ASSIGNMENT. Transcribe every record verbatim; no pictures.

INPUT RECORDS.
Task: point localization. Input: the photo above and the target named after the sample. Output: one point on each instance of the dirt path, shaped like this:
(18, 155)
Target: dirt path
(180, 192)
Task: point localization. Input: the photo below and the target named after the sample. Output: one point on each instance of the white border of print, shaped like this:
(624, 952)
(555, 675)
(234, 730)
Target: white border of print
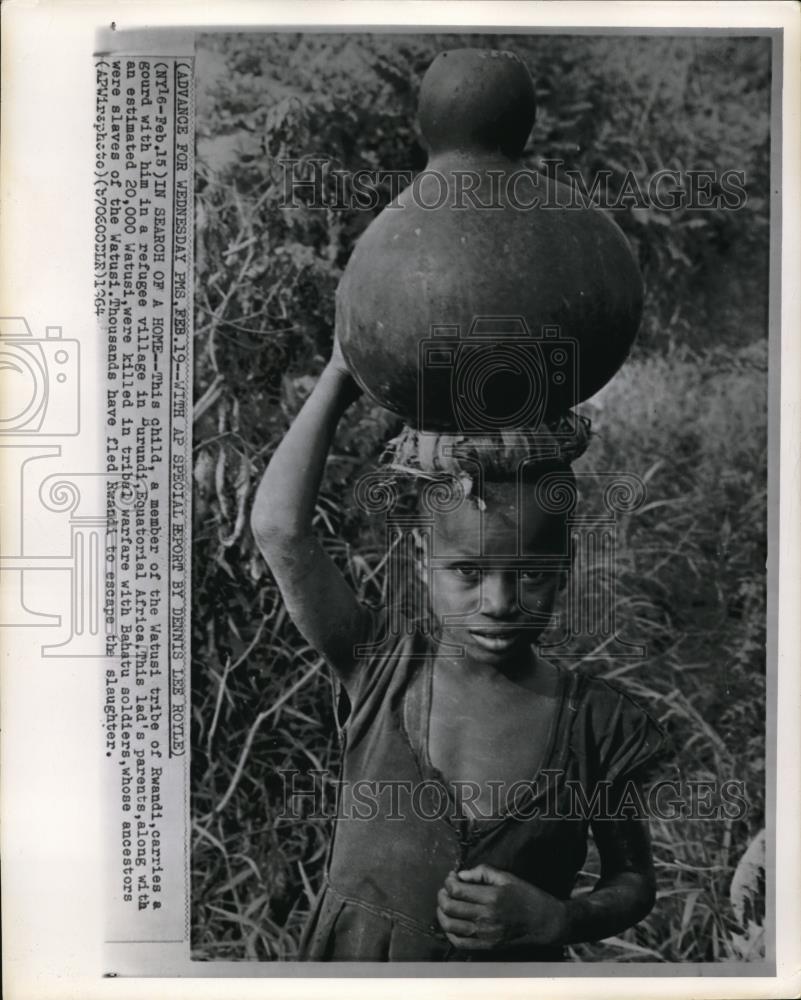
(51, 829)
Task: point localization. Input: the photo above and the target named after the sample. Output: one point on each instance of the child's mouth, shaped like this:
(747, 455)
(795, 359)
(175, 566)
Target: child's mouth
(495, 640)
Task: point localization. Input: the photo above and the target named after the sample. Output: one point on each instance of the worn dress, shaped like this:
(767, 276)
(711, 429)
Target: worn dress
(400, 829)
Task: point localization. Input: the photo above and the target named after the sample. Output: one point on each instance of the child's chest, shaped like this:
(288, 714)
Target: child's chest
(488, 739)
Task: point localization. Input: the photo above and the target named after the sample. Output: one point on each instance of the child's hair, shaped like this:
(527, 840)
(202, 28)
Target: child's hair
(423, 460)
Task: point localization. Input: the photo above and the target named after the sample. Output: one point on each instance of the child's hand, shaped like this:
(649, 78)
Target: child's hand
(485, 908)
(337, 365)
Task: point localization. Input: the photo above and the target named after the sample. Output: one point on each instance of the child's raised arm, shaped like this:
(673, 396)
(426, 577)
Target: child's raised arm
(317, 597)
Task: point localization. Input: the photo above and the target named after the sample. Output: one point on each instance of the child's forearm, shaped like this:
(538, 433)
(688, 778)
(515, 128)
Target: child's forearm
(616, 903)
(284, 503)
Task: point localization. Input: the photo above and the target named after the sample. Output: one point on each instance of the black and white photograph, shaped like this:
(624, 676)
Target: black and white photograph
(399, 519)
(480, 497)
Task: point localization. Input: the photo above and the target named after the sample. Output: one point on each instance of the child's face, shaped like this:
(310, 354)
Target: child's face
(504, 601)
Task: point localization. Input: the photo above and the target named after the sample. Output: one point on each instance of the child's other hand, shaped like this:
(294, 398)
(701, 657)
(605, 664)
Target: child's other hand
(484, 908)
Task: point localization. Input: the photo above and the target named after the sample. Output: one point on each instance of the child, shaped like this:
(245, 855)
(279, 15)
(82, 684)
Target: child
(472, 716)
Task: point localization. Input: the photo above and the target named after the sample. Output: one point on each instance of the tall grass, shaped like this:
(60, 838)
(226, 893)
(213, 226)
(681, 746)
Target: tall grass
(690, 579)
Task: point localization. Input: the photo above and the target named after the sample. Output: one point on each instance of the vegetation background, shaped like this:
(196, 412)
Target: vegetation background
(687, 414)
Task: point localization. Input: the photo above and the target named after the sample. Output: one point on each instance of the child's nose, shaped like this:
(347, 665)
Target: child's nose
(499, 594)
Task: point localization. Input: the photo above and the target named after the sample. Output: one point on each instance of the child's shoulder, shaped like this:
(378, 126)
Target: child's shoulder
(613, 727)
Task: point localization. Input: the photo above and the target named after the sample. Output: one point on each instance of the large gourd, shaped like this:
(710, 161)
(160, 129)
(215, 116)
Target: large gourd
(466, 305)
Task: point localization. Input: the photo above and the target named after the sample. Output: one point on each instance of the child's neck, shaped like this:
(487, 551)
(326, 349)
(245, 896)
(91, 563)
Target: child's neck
(524, 670)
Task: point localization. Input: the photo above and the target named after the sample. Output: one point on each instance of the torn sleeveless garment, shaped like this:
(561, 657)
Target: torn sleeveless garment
(400, 831)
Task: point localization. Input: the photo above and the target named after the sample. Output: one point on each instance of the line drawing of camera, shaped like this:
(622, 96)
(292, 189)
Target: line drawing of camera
(497, 376)
(40, 379)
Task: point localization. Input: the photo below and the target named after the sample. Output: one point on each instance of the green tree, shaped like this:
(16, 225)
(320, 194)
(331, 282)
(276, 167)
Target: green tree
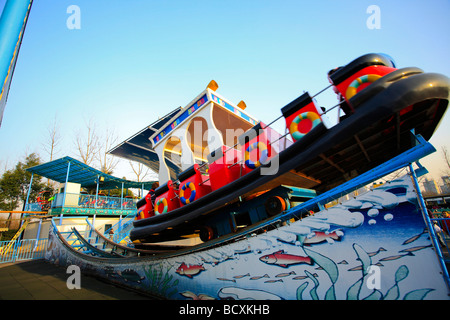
(14, 184)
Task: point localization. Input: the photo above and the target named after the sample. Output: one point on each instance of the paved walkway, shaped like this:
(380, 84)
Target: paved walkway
(40, 280)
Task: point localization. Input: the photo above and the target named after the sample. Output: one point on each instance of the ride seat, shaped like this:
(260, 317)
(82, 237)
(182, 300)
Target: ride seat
(145, 207)
(360, 73)
(256, 141)
(301, 116)
(193, 185)
(224, 166)
(166, 198)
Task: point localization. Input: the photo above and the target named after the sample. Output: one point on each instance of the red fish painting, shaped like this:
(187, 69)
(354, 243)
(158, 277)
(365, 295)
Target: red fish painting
(189, 271)
(282, 259)
(320, 236)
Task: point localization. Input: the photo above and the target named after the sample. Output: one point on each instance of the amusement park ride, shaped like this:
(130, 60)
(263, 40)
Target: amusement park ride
(255, 197)
(264, 172)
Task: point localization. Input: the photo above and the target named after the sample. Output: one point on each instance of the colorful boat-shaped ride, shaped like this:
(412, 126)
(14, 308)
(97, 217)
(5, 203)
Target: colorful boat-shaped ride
(383, 104)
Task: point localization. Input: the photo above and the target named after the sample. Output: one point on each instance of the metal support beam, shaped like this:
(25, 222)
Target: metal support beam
(430, 226)
(422, 149)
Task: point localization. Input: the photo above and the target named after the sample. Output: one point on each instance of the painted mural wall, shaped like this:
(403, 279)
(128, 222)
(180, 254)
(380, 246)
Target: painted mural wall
(375, 246)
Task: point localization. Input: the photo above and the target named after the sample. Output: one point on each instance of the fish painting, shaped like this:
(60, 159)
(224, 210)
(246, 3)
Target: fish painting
(282, 259)
(131, 275)
(189, 270)
(259, 277)
(320, 236)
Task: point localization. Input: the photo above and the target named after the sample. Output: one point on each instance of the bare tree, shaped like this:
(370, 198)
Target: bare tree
(107, 162)
(52, 140)
(87, 144)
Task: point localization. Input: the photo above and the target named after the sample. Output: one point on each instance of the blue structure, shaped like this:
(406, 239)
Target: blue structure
(12, 27)
(374, 247)
(76, 175)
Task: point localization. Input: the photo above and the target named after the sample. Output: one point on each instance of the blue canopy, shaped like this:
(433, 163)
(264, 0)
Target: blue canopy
(83, 174)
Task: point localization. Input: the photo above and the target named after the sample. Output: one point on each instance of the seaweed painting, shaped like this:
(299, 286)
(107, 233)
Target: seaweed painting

EXERCISE RESULT.
Task: point localization. Input: the photo above and the target named after the sample. Output: one point on each instance of the dirt path, shaped like this:
(18, 155)
Target: dirt path
(180, 192)
Task: point localization. Input: the photo below and the target named after the sample. Output: one point on each instance of the white border of print, shaped like this:
(624, 952)
(555, 675)
(234, 730)
Target: white border of print
(51, 829)
Task: point localization. Input: the photo above and the target named after the sample. Output: one point on each instance of the child's mouth, shaped like this:
(747, 455)
(795, 359)
(175, 566)
Target: child's mouth
(495, 640)
Task: point localization. Input: the photo above and the target named after the sample. Output: one point on each instance of the worn dress, shaped like this:
(767, 276)
(711, 429)
Target: worn dress
(400, 829)
Task: point localization. Input: the photo above and the target named after the sample. Output: one point on each instance of the child's chest, shaped like this:
(288, 714)
Target: child's chest
(488, 739)
Task: point localization. Input: the photo above and the target named after the sample. Output: one point on each instance of the child's hair, shaped like this:
(527, 840)
(202, 28)
Target: child's hair
(423, 460)
Task: point localization. Input: the photo above and the target named after the sample. Output: one point on each instance of the child's hand, shaped like this:
(649, 78)
Target: child's hand
(485, 908)
(337, 365)
Task: point localization. Input: the photo above and the target named after the sample. Output: one point on each instance of the child's raised arm, shaped like this:
(673, 396)
(426, 577)
Target: child's raised arm
(317, 597)
Task: point localization. Input: the photo above and the target named after the sample. Output: one point on each instance of the child's forearm, shaped like this:
(538, 433)
(688, 778)
(515, 128)
Target: child's forearm
(616, 903)
(284, 503)
Task: point localization. Input: the photo above and the target named after the sample. Output: one point on each instance of the black and white photograph, shaped like this:
(624, 676)
Target: black and white photograph
(399, 519)
(480, 497)
Task: point localization. Input: the photo above and the target named after the sample. Output: one point on each instance of the child's face, shaped like this:
(310, 354)
Target: child's face
(504, 601)
Task: point localization. Input: the photo above and the target named after the sample. Output: one point on each instance of the child's other hand, shaped like this:
(294, 398)
(701, 657)
(605, 664)
Target: child's other hand
(484, 908)
Task: point localization. Input: the photo above and the target named after the sample. Output: one point on each instance of the child, shaped like this:
(245, 855)
(279, 15)
(82, 684)
Target: child
(472, 716)
Task: point localization. Input: the photo above and the target named after the sample. Output: one point on each instance of the tall grass, shaped like this:
(60, 838)
(226, 893)
(213, 226)
(681, 746)
Target: tall grass
(690, 579)
Task: point localization. Input: the photo above and the target named after the sample. Output: one point on each instance of the vegetation background, shaped like this:
(196, 412)
Target: vegetation background
(687, 414)
Task: point localization. Input: the photo above and the target named after the sample. Output: one point on each instance of the child's nose, shaped like this:
(347, 665)
Target: child's nose
(499, 594)
Task: point localization. Input: the photo above and the target named after the sample. Output: one point on each instance of the child's shoulder, shaped like this:
(378, 126)
Target: child's shoulder
(613, 727)
Task: point localization. Input: the photo above and the target named after the sample. Output: one point on each instance of the large gourd, shaped like this:
(710, 161)
(160, 129)
(215, 116)
Target: large gourd
(466, 305)
Task: point localization. Input: the photo above and the target named after the sample. Output: one point on each instance of the child's neck, shaped like this:
(487, 551)
(326, 349)
(245, 896)
(91, 563)
Target: child's neck
(524, 670)
Task: point localization. Input: the photo above and the target named after the sample. Output: one point on each instance of the torn sleeveless garment, shaped like this:
(561, 657)
Target: torn sleeveless garment
(400, 831)
Task: point localization. Input: the photo above and the target named after the sample. Output: one point on each instance of the line drawing of camera, shaped like this:
(622, 96)
(292, 189)
Target: line drawing of camera
(497, 376)
(40, 379)
Task: point localization. Input: the photo below and the target named after the sample. Output: one point on each instance of the green tree, shaped like this:
(16, 225)
(320, 194)
(331, 282)
(276, 167)
Target: green tree
(14, 184)
Task: point localization. Input: the photo above and the target named after the sample. Output: one point on each instance of the paved walkway, shaped like this:
(380, 84)
Target: paved walkway
(40, 280)
Task: point localization. Input: the photo above and the target named after the sample. Output: one point on each instance of the ride seat, shaped like this:
(260, 317)
(82, 237)
(182, 300)
Target: ride seat
(145, 207)
(360, 73)
(256, 141)
(301, 116)
(193, 185)
(224, 166)
(166, 198)
Task: point localization. Input: the photo above and the target named after the sample. Output: one point on each instance of the red fish painting, shaped like this:
(187, 69)
(354, 243)
(158, 277)
(365, 295)
Target: red fish painting
(189, 271)
(282, 259)
(320, 236)
Task: point localization. Input: the photo above and the target named after the sample. Output: one point on each instance of the amusement park ride, shaped like this:
(130, 60)
(263, 40)
Target: amusement park ride
(255, 197)
(264, 172)
Task: point localization. Input: the photo above and the target named after the sample. Output: one point on each instance of the colorful boat-shaped ride, shaped like this:
(412, 126)
(14, 308)
(97, 217)
(5, 203)
Target: colorful boat-shaped ride
(383, 104)
Task: point localization. Input: the photo above and the target named after the sample. Output: one point on each instance of the metal support beam, shaped like this:
(25, 222)
Target: metal support beam
(430, 226)
(422, 149)
Task: point localization. Input: the photo above and the target named after the sample. Output: one point on each instance of the painted mural wall, shaped like this:
(403, 279)
(128, 222)
(180, 254)
(380, 246)
Target: painted mural wall
(375, 246)
Task: point localization. Input: the photo above and the target named after the sample. Output: one point on each instance of the fish painting, shaped like this:
(60, 159)
(224, 210)
(246, 3)
Target: fish painting
(282, 259)
(131, 275)
(189, 270)
(259, 277)
(320, 236)
Task: point localization. Input: the photo above and the target named after the sample. Output: one point on each instance of the bare tree, shaped like this:
(370, 198)
Target: bare tree
(107, 162)
(52, 140)
(87, 144)
Task: point localization. Input: the photo above and the target named after the sample. Output: one point on each instance of the blue structure, shaped like this:
(406, 239)
Target: blue structure
(12, 27)
(374, 247)
(76, 175)
Task: point localization. Input: the photo above and the target named after the sample. Output: one point on each instance of the blue canopy, shaped like this:
(433, 163)
(264, 0)
Target: blue canopy
(83, 174)
Task: point localization. Input: the photo above and the target named after the sample. Output: one point on each instance of the seaweed painting, shaped like this:
(299, 286)
(107, 233)
Target: seaweed painting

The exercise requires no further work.